:: Text ::
* BEGIN *

They reached Steele’s Road where their meeting was due to take place. The entity was now so insistent that Dolores’s nerve finally broke. She stopped Butler with a hand on his arm and told him the message. He shrugged and told her, “You took your time coming. I expected you before this.”

After the meeting, Dolores and Michael put Butler on the train to Southampton. As he was leaving, he told her she would be the next Director of Studies of the Servants of the Light. It did not strike her as good news and she resisted for much of the following week. The Anubis entity reappeared and she berated it about her predicament. Specifically she was at the start of her career and did not feel herself qualified to teach. The entity told her not to worry—he would be the one doing the teaching. It was the beginning of an increasingly strange time for Dolores. She continued to see Ernest Butler regularly and absorbed a great deal of theory from him. But more important, he taught her trance techniques for reaching the spirit world. Her contacts with Anubis become more frequent. Sometime before Butler’s death in 1978, the spirit brought up the question of becoming her indweller. The term was new to Dolores, but she quickly learned that an indweller is an entity—itself not necessarily human—that forms a permanent link with a human being, occupying essentially the same mental “space” and sharing the same physical body. The relationship is one of mutual benefit. The indwelling entity gains experience of physical reality and is enabled, within limits, to interact with it. The host gains information, companionship, guidance and, usually, a sense of purpose.3

Dolores had not read Julian Jaynes’s book on the bicameral mind when she first heard about indwellers, but there seems little doubt that what her spirit contact was suggesting was similar, if not identical, to the historical phenomena Jaynes describes. As we have seen, Jaynes suggested that in ancient times people were commonly guided by spirit voices they accepted as gods. Here was a potential repeat of the experience in a twentieth-century context. Dolores did not hesitate, did not even ask questions. The moment she agreed, the indweller entered her. It happened so quickly she did not even shiver. As the entity began their new relationship, she felt the arrival of something that took up residence in her mind and has shared the space inside her head ever since. As had happened in the contact with Butler, the presence described itself as the Opener of the Ways and claimed a provenance that reached back to ancient Egypt. Although mainly aware of the Opener as an inner dialogue, Dolores sometimes heard an “external” voice or, more rarely, saw an objective figure. Here again, the parallels with Jaynes’s historical descriptions are obvious.

* END *

Shape labeling records:
* BEGIN *

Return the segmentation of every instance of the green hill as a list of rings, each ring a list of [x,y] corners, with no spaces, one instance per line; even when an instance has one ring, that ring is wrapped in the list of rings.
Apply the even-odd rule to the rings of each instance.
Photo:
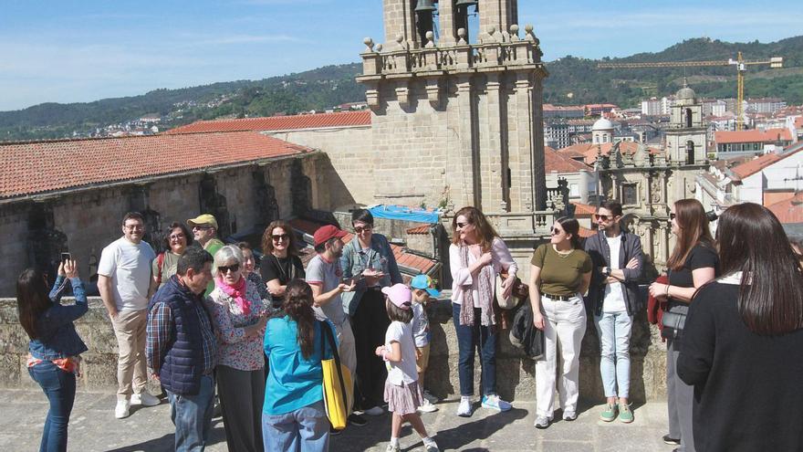
[[[544,85],[544,101],[559,105],[610,102],[637,107],[645,97],[673,93],[684,77],[700,96],[735,97],[733,67],[600,69],[597,64],[726,60],[735,58],[738,51],[746,59],[785,58],[782,69],[750,68],[746,96],[779,97],[789,104],[803,103],[803,36],[767,44],[694,38],[661,52],[624,58],[593,60],[568,56],[547,63],[550,77]],[[360,71],[360,63],[327,66],[262,80],[155,89],[141,96],[86,103],[44,103],[16,111],[0,111],[0,140],[60,138],[74,133],[86,136],[98,128],[154,113],[162,117],[160,128],[164,129],[199,119],[324,110],[365,99],[363,87],[354,81]]]

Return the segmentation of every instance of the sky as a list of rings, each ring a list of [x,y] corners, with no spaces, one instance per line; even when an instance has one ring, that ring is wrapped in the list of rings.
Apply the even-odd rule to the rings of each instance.
[[[657,52],[692,37],[773,42],[799,0],[519,1],[547,61]],[[360,60],[382,42],[381,0],[0,0],[0,111]],[[524,28],[524,26],[522,26]]]

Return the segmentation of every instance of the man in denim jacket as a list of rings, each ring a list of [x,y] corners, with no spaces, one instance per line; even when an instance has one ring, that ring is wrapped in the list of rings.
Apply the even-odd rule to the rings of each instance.
[[[391,321],[385,310],[383,287],[402,283],[402,273],[388,239],[373,233],[373,215],[360,209],[351,215],[355,237],[343,247],[340,268],[343,278],[356,282],[353,292],[343,293],[343,310],[351,316],[351,329],[357,347],[356,403],[369,415],[383,413],[387,370],[374,353],[376,345],[385,342]]]
[[[599,230],[585,245],[594,263],[586,301],[600,336],[600,372],[608,399],[600,417],[610,422],[619,411],[619,420],[629,424],[633,421],[628,405],[630,338],[633,314],[640,309],[641,242],[620,226],[621,205],[616,201],[602,203],[594,218]]]

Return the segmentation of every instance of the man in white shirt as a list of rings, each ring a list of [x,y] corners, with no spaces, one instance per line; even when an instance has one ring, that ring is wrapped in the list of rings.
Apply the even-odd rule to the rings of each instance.
[[[98,266],[98,289],[109,311],[120,355],[117,361],[117,405],[114,416],[128,417],[131,404],[152,406],[159,399],[145,391],[145,328],[151,263],[156,254],[142,241],[145,223],[136,212],[125,215],[123,237],[103,248]]]
[[[605,201],[594,219],[598,232],[586,239],[585,250],[594,262],[589,288],[589,308],[600,337],[600,372],[607,404],[600,415],[605,422],[618,417],[633,422],[630,409],[630,338],[633,314],[643,309],[639,300],[643,254],[639,237],[620,226],[621,205]]]

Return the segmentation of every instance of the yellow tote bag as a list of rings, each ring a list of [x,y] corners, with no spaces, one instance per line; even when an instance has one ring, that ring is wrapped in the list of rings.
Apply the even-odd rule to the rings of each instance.
[[[323,403],[329,423],[334,428],[340,430],[346,428],[346,421],[351,414],[354,404],[354,384],[351,381],[351,372],[340,363],[340,355],[338,353],[338,344],[332,328],[328,323],[321,322],[320,332],[321,353],[326,350],[324,337],[332,352],[332,358],[320,360],[320,366],[323,369]]]

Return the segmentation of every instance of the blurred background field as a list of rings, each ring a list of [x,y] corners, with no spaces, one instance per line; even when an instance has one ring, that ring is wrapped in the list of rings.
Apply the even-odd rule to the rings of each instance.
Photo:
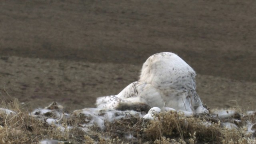
[[[0,97],[94,107],[168,51],[197,72],[208,106],[255,110],[256,15],[254,0],[1,1]]]

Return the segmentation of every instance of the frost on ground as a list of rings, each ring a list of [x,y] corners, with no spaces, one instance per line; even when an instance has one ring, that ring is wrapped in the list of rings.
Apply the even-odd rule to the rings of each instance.
[[[174,109],[148,112],[88,108],[68,111],[54,102],[32,112],[16,100],[0,107],[1,143],[250,144],[256,113],[210,110],[184,116]],[[160,112],[161,111],[161,112]],[[150,116],[145,116],[150,114]]]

* END *

:: Problems to work on ::
• a. Answer these questions from the account of Dolores and the Anubis entity:
(i) To which place did Dolores and Michael put Butler on the train?
(ii) What position did Butler say Dolores would hold next?
(iii) What name did the presence that entered Dolores give for itself?
• b. Take the account of Dolores and the Anubis entity further, picking up after its final sentence.
The rows stand apart from the account of Dolores and the Anubis entity.

:: Answers to each task ::
• a.
(i) Southampton
(ii) Director of Studies of the Servants of the Light
(iii) The Opener of the Ways

• b.
Prompted in part by her own desires, in part by the indwelling Opener, Dolores Ashcroft-Nowicki embarked on a career that has to some extent paralleled those of figures like Blavatsky. She became a world traveler as a professional teacher of esoteric doctrines, ritual magic, and other occult techniques. She and her husband, Michael, continued to run the Servants of the Light and Dolores began to write books on esoteric subjects. She embarked on an extensive program of workshops, lectures, and seminars. More than a quarter of a century after she received her indweller, she found herself involved in the transfer of another entity.

Among Dolores’s closest friends at the time was an American teacher of spiritual practice named Shakmah Winddrum (Anna Branche), who had an extensive following and an international reputation as a charismatic and compelling speaker.4 They met at one of Dolores’s lectures and hit it off at once. Sometime after the event, the indweller who was now as much a part of Dolores’s life as her husband and children, asked if she would be prepared temporarily to “carry” a second spirit contact who was destined to indwell Shakmah. Unlike the Opener, the newcomer was not a member of the Egyptian pantheon, nor a “god” of any sort. But he was an historical personage.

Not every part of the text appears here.